--- start Exercise materials ---

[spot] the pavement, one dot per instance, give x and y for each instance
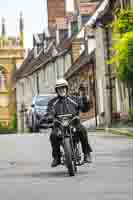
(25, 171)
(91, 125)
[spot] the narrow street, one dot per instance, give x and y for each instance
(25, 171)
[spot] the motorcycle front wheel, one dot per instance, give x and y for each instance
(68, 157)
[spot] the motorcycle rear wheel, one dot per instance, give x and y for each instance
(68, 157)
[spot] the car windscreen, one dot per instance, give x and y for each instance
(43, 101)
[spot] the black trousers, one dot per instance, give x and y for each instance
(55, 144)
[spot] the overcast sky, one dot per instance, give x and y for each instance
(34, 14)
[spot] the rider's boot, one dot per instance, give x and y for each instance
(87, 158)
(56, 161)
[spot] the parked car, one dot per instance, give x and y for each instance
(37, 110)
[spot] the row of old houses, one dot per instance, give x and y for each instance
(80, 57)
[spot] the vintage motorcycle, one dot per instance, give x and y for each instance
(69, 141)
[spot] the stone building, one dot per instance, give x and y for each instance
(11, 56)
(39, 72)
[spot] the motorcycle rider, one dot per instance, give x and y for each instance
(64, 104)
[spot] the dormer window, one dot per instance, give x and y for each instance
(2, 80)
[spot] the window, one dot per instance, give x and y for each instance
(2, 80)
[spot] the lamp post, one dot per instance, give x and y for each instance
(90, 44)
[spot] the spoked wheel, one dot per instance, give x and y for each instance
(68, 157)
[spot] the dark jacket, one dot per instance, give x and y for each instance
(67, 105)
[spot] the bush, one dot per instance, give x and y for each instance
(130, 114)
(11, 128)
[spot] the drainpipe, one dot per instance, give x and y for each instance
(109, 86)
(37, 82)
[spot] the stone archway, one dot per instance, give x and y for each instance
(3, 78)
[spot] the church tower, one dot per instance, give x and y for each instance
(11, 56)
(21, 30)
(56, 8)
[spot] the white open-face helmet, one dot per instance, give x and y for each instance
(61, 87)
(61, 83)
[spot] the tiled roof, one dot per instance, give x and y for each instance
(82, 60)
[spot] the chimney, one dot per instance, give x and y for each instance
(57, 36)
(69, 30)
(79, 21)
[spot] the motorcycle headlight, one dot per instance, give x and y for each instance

--- end Exercise materials ---

▶ **What the task asks**: Write out all the data above again, swapping "one dot per instance" for "a single dot for each instance" wherever it occurs and changing nothing else. Leave the pictures out.

▶ **Final result**:
[spot] the pavement, a single dot for each instance, give x and y for each instance
(25, 171)
(91, 125)
[spot] the narrow street, a single dot for each instance, give x and y for each instance
(25, 171)
[spot] the motorcycle front wheel, a single dot for each instance, give x and y for each instance
(68, 157)
[spot] the motorcycle rear wheel, a single dot for each instance, give x and y for each instance
(68, 157)
[spot] the car windscreen, a single dot for each instance, give x and y for each instance
(43, 101)
[spot] the black trousers, a single dot for each instance, give x and y for each instance
(55, 144)
[spot] the overcast sky, a single dot for each instance, give x and y for each instance
(34, 14)
[spot] the rider's boot, a single dot for each instance, give x and y for each instance
(87, 158)
(56, 161)
[spot] the parked car, a single dot for each instance, give x and y for each instance
(37, 110)
[spot] the row of old houses, a single dot for each instance, give x and y for each instance
(80, 57)
[spot] the vintage motorcycle, a single dot for each instance, give x and y for each instance
(69, 141)
[spot] the stone building, a single dot for each instance, give x and y for each instance
(11, 56)
(39, 72)
[spot] the motorcycle rider, a single dot for each instance, give x and y for each instance
(64, 104)
[spot] the dormer window, a single dot for each instance, give x and y for each instance
(2, 80)
[spot] the window, a single dot for each instance, give x and y for each instance
(2, 80)
[spot] the lamp post, a single dot for each instance, give x and y for each instance
(90, 44)
[spot] the spoked wheel, a single dot for each instance, give x and y for each instance
(68, 157)
[spot] the dark jacket, a single dot for each instance, give x and y for each instance
(67, 105)
[spot] the bush, a single dot for each instance, give x and y for each instance
(130, 114)
(11, 128)
[spot] the drainpipe, a single dot for each instance, give x and y for each instance
(109, 86)
(37, 82)
[spot] the stone archway, a single dot for each instance, give x and y for each instance
(3, 78)
[spot] the church tower, a single dot for each instance, give x and y for each instance
(11, 56)
(21, 30)
(56, 8)
[spot] the white open-face helmet, a single dot for each instance, give x and y for each instance
(61, 87)
(61, 83)
[spot] the tiled roof, a single dot for each instance, give x and y for each instance
(82, 60)
[spot] the chimney, a single dot for each instance, give x and y for each instance
(57, 36)
(69, 30)
(79, 21)
[spot] the motorcycle headlight, a single dot for each instance, give x and y for each instance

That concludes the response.